=== Exercise brief ===
Each entry that follows should be written again verbatim.

=== Saved entries ===
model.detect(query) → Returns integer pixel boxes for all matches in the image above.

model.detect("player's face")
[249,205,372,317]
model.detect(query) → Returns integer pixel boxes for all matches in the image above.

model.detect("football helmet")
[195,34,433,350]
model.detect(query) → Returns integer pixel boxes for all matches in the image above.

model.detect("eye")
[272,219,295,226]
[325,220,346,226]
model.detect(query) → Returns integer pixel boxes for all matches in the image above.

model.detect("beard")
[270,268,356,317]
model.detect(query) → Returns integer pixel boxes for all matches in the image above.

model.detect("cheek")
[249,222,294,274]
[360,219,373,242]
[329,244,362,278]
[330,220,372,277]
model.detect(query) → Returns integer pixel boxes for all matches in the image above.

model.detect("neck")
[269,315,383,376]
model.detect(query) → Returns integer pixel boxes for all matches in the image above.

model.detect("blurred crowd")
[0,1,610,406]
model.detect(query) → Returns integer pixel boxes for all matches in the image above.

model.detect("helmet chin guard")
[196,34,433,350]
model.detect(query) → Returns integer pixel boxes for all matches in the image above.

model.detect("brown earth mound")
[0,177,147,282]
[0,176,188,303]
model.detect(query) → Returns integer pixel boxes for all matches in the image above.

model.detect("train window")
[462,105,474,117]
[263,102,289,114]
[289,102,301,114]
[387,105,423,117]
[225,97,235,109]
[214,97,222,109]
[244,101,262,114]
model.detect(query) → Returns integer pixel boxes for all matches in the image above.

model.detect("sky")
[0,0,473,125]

=== Your response ===
model.detect(query) → Returns integer pixel boxes for all matches in the image above.

model.detect("player's face")
[249,205,372,317]
model.detect(query) → Returns integer pixel boxes for all matches in the image above.

model.detect("football helmet")
[195,34,433,350]
model.detect(query) → Returns integer pixel boxes for all matches in the image above.

model.detect("eye")
[272,219,295,226]
[325,220,346,226]
model.detect(query) → Returns integer pixel boxes for all matches in the image above.

model.detect("beard")
[270,268,356,317]
model.detect(query) → Returns integer pixel boxes for all matches in the image above.

model.detect("cheek")
[249,222,294,274]
[360,219,373,242]
[329,244,362,278]
[330,220,372,277]
model.detect(query) → Returns integer pixel boxes for all matches in the image above.

model.detect("neck")
[269,315,383,376]
model.detect(query) → Returns integer pixel boxes for all matches in the image above.

model.detect("blurred crowd")
[0,1,610,406]
model.detect(query) → Returns integer pixel boxes for all matches in the image above.

model.detect("helmet chin guard")
[196,34,433,350]
model.detect(query) → Returns integer pixel boxes for all matches in the image above.

model.detect("brown earth mound")
[0,177,147,282]
[0,176,188,303]
model.detect(query) → Returns integer pixel boxes for all matches in the image above.

model.detect("train window")
[462,105,474,117]
[263,102,289,114]
[289,102,301,114]
[387,105,423,117]
[225,97,235,109]
[214,97,222,109]
[244,101,262,114]
model.detect(query) → Returns integer pixel boxes for all matches in the image above.

model.detect("sky")
[0,0,473,125]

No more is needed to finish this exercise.